======== LISTED ENTRIES

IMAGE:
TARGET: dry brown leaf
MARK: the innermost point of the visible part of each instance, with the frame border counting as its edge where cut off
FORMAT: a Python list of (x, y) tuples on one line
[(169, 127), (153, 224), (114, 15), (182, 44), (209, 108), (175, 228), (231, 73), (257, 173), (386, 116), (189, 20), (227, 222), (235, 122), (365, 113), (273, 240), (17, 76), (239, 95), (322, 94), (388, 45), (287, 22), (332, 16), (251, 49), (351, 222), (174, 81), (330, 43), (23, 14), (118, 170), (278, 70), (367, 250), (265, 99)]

================

Rewrite these records as a CSV with two columns, "query" and "answer". Give one row per record, put each field in double quotes, and replace any line breaks with spaces.

● WRITTEN REPLY
query,answer
"IMAGE: TARGET: dry brown leaf MARK: the innermost point of the visible part of each instance, with the frame border counting as its edge where cut off FORMAT: a Python list of (x, y) tuples on one line","[(169, 127), (153, 224), (114, 15), (182, 44), (209, 108), (175, 228), (231, 73), (257, 173), (386, 116), (189, 20), (227, 222), (235, 122), (365, 113), (273, 240), (17, 76), (239, 95), (322, 94), (388, 45), (287, 22), (332, 16), (251, 49), (351, 222), (174, 81), (330, 43), (23, 14), (118, 170), (278, 70), (367, 250), (265, 99)]"